◆ Complete the following
(A) Return the portion of the Gothika review from "THE conventional wisdom" up to and including "solo starring debut.", word for word.
(B) Take the Gothika review further, picking up right after its final sentence.

November 21, 2003 --
GOTHIKA
Berry, Berry bad.
Running time: 98 minutes. Rated R (violence, nudity, gore,
profanity). At the E-Walk, the Chelsea, the Union Square,
others.
THE conventional wisdom is that an Academy Award-winning actress has 18
months to find another worthwhile role - or risk running afoul of the
so-called "curse of Oscar," like Hilary Swank and many others whose careers
have failed to blossom.
Since Halle Berry won a well-deserved Oscar for "Monster's Ball," she's
squandered her time in undemanding (if well-paying) roles in "Die Another Day"
and "X-2."
Now she delivers the year's most utterly over-the-top performance in the
ludicrous supernatural thriller "Gothika," her solo starring debut.
"Gothika" starts promisingly, even if Berry is the least plausible
on-screen shrink since Jennifer Lopez in "The Cell."
Her Dr. Miranda Grey works in a dark, hulking prison psychiatric ward run
by her husband, Douglas (Charles S. Dutton).
But Miranda's life, and the movie, go seriously wrong one dark, rainy night
when she encounters a mutilated girl who bursts into flame.

(Records from a collection)

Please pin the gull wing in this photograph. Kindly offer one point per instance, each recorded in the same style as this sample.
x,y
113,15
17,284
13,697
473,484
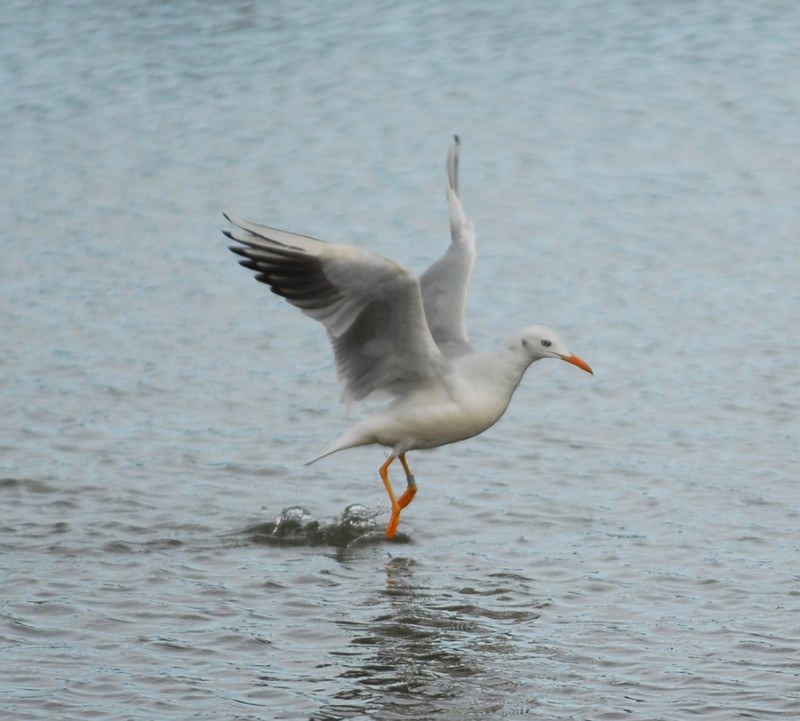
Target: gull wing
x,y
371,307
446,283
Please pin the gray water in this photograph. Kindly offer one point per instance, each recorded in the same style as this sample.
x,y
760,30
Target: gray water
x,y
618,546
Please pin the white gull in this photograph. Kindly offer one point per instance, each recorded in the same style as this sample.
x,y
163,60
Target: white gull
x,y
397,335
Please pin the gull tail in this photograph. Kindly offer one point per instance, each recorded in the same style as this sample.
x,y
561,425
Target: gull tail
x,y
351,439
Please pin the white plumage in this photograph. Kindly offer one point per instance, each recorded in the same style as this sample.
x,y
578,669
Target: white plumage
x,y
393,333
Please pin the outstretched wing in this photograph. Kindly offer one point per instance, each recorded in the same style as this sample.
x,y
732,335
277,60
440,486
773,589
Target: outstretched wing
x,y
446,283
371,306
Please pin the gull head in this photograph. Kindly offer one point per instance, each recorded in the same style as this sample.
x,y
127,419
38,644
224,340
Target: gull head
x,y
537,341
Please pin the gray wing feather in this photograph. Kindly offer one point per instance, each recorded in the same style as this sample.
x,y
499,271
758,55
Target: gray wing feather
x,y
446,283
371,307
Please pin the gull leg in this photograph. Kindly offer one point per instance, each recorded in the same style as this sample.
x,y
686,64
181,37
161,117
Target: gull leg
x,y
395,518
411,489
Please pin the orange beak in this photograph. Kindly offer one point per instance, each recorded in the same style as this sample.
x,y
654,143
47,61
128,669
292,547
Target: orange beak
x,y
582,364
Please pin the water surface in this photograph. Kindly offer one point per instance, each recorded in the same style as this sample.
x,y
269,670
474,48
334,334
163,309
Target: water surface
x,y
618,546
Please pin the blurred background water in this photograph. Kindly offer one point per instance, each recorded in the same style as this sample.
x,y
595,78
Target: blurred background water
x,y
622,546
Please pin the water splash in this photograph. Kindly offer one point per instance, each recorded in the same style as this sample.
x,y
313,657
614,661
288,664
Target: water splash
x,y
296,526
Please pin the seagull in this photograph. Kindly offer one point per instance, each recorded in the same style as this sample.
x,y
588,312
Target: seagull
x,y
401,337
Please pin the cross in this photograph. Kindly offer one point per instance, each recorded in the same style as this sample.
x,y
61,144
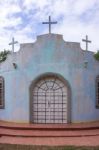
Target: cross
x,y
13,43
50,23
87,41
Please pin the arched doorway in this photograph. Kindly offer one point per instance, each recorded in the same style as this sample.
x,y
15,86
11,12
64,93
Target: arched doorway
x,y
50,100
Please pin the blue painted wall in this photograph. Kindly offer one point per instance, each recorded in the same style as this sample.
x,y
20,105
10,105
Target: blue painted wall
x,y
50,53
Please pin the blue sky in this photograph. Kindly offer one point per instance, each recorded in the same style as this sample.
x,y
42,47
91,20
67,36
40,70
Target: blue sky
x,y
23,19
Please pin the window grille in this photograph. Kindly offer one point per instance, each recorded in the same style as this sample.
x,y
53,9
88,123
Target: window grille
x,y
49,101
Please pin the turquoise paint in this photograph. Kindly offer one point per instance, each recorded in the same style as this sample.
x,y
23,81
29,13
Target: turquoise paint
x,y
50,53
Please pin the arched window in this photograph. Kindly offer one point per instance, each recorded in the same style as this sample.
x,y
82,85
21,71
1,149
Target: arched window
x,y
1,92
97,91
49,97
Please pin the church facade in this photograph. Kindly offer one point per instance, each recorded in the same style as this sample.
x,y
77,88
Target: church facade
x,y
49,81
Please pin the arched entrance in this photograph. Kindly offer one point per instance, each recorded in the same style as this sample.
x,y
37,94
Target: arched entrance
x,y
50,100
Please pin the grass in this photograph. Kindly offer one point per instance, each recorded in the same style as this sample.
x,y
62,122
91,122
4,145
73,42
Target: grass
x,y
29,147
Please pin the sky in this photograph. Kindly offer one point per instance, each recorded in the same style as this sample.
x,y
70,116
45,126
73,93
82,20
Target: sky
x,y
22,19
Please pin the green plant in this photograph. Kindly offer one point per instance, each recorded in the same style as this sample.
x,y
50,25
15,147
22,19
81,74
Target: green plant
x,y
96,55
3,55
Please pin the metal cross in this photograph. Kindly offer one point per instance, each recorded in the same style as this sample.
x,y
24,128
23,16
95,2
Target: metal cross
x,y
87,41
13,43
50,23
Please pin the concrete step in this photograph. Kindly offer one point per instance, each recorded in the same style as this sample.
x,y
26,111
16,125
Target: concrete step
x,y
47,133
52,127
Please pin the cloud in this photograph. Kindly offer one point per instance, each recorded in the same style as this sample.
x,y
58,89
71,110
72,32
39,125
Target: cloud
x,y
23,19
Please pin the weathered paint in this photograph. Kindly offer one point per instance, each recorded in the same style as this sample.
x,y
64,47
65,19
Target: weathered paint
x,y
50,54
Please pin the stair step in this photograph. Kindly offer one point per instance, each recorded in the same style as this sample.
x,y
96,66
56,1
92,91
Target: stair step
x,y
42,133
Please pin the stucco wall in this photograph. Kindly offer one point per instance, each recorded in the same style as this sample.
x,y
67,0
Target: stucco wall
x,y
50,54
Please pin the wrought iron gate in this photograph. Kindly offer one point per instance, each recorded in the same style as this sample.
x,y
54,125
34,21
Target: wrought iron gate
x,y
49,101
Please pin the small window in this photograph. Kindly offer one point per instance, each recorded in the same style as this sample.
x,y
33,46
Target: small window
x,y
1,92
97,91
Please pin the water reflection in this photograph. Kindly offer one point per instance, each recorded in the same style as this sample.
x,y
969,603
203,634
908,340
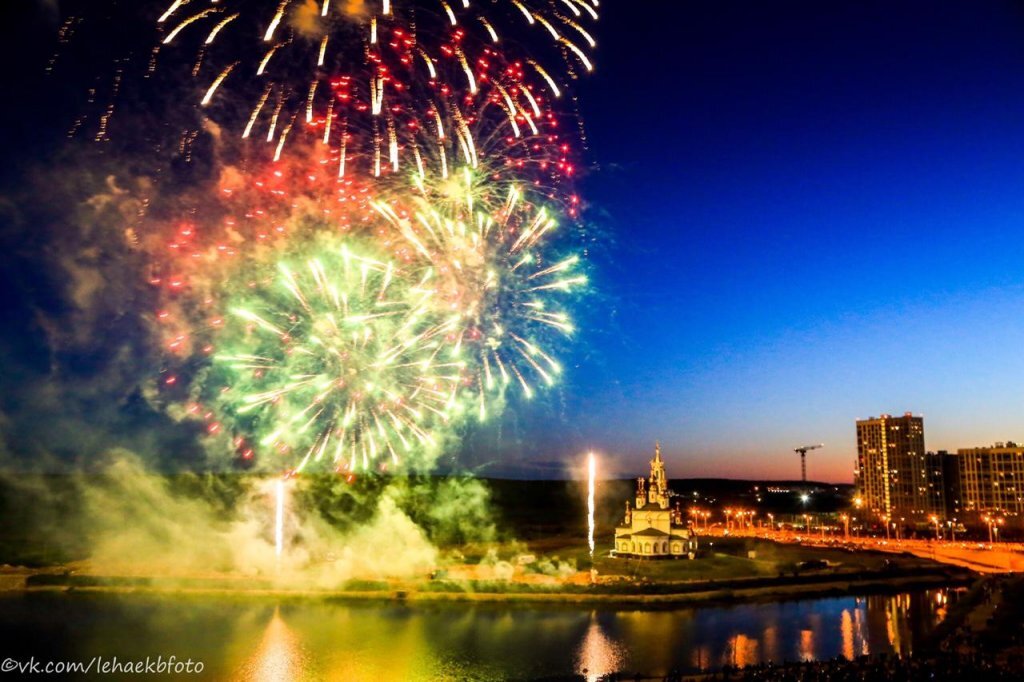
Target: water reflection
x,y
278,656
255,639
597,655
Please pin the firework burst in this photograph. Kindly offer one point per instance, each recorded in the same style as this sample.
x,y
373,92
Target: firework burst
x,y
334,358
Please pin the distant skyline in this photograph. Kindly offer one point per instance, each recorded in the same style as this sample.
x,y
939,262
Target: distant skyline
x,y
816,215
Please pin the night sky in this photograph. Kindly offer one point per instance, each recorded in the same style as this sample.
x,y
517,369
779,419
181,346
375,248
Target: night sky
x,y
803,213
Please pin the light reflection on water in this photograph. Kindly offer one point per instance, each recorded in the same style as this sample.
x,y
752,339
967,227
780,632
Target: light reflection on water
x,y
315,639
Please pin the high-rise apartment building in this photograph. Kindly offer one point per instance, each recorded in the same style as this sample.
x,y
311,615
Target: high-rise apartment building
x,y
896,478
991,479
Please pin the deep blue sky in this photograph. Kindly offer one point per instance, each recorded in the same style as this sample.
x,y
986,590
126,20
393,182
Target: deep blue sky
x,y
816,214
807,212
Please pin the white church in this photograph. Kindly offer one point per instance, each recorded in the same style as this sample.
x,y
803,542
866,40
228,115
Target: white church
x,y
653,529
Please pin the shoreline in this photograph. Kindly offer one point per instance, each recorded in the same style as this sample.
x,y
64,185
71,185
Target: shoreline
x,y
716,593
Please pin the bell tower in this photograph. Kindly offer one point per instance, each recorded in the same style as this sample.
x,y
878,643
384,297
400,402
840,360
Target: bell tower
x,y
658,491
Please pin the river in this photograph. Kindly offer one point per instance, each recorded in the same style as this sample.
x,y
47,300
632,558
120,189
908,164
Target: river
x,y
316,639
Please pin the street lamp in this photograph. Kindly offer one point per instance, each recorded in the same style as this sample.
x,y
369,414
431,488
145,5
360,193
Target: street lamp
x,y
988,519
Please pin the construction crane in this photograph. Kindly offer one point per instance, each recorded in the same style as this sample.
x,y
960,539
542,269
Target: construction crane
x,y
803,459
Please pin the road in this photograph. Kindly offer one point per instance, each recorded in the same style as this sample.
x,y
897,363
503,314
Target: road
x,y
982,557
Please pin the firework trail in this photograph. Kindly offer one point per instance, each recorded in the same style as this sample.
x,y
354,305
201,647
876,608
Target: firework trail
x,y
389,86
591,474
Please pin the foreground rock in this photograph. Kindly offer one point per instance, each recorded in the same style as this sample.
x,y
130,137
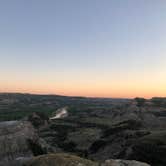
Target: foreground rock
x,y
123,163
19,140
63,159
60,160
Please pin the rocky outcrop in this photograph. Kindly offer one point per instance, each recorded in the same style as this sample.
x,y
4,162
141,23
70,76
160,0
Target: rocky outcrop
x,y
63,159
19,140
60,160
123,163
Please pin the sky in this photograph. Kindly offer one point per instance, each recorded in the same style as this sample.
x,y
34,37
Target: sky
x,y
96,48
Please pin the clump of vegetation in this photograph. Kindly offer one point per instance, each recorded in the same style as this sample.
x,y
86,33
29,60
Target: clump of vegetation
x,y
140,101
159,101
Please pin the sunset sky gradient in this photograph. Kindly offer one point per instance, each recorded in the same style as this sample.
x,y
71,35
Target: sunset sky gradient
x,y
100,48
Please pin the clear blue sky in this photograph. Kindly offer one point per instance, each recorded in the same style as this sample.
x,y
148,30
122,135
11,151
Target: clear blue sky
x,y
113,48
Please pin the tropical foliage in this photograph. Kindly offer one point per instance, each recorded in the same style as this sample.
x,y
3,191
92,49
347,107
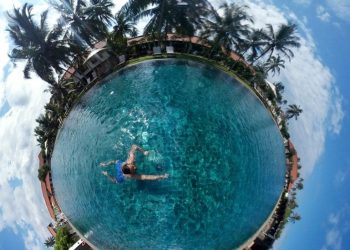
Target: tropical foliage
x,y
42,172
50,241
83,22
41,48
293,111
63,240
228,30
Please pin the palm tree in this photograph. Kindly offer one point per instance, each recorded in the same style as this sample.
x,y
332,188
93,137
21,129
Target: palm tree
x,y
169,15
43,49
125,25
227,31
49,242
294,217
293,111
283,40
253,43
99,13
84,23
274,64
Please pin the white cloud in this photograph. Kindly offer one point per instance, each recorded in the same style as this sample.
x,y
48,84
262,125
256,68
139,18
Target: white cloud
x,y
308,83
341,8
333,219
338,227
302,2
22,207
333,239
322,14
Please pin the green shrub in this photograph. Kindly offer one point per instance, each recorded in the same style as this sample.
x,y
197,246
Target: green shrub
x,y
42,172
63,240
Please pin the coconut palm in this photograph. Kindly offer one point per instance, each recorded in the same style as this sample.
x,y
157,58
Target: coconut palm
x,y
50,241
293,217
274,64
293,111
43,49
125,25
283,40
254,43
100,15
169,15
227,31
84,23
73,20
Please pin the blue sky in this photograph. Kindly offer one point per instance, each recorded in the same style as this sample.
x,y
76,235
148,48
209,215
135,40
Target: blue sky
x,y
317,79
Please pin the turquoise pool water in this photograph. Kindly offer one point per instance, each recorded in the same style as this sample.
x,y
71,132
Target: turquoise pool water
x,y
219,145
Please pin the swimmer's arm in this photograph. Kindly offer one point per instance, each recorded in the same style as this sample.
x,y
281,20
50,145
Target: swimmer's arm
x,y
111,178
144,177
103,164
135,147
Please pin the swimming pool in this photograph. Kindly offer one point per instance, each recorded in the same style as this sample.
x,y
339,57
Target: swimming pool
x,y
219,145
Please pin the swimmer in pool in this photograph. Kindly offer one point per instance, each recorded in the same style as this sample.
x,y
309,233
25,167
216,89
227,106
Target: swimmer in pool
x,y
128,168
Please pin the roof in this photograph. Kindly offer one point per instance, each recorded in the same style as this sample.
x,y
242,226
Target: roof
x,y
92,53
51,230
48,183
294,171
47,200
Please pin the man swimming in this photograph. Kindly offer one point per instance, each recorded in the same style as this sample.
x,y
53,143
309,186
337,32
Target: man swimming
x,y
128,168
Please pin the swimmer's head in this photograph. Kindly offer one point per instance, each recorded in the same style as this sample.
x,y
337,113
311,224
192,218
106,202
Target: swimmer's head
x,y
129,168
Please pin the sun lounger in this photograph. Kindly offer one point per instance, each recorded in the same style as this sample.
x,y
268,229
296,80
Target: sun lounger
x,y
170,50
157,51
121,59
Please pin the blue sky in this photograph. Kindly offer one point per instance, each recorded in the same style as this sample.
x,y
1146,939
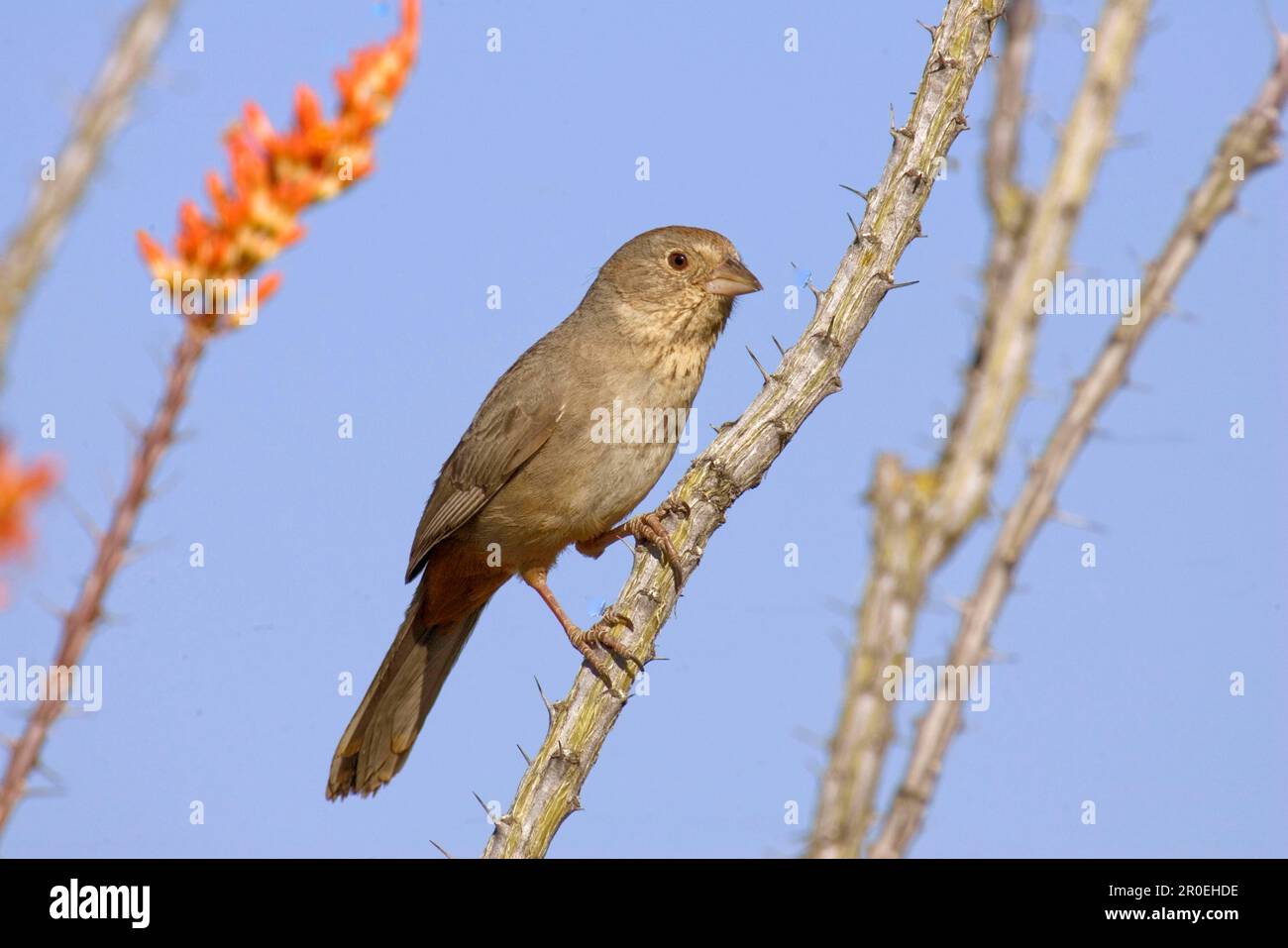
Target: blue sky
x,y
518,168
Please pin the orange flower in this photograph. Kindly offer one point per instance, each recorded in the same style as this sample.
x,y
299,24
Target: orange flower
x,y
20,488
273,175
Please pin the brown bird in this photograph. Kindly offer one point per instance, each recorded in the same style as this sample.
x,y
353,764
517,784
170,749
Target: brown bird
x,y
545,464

◆ Task-by-task outputs
(A)
THE conventional wisdom is that an Academy Award-winning actress has 18
months to find another worthwhile role - or risk running afoul of the
so-called "curse of Oscar," like Hilary Swank and many others whose careers
have failed to blossom.
Since Halle Berry won a well-deserved Oscar for "Monster's Ball," she's
squandered her time in undemanding (if well-paying) roles in "Die Another Day"
and "X-2."
Now she delivers the year's most utterly over-the-top performance in the
ludicrous supernatural thriller "Gothika," her solo starring debut.

(B)
Three days later, Miranda wakes up in a cell at her own prison and is
informed she's been accused of savagely murdering her husband with an ax -
something she has no memory of.
Even if you could buy the old B-movie chestnut that a shrink accused of
murder would end up in her former place of employment - where she's attacked
by one of her own former patients (Penelope Cruz, who gives Berry competition
in the worst-actress honors) - the movie spins further and further into
coincidence and incoherence.
Not only is Miranda being treated by a close friend and would-be lover
(Robert Downey Jr.) and being defended by her lawyer dad, but the crime is
being investigated by her late husband's best friend, the sheriff (John
Carroll Lynch).
Right.
Plus, it turns out that the mutilated girl just happens to be related to
the prison's warden (Bernard Hill).
Uh huh.
Director Mathieu Kassovitz - a Frenchman best known in this country for
playing the love interest in "Amelie," which he did not direct - seems totally
oblivious to how silly this all gets.
He's also seemingly deaf to howlers concocted by screenwriter Sebastian
Gutierrez, including such deathless lines as "he opened me like a flower of
pain" and "the ability to repress is actually a vital survival tool."
Instead, Kassovitz encourages his cast - except for Downey, who alone seems
fully aware his red herring role, like the rest of this movie, is a crock - to
chew the scenery without restraint.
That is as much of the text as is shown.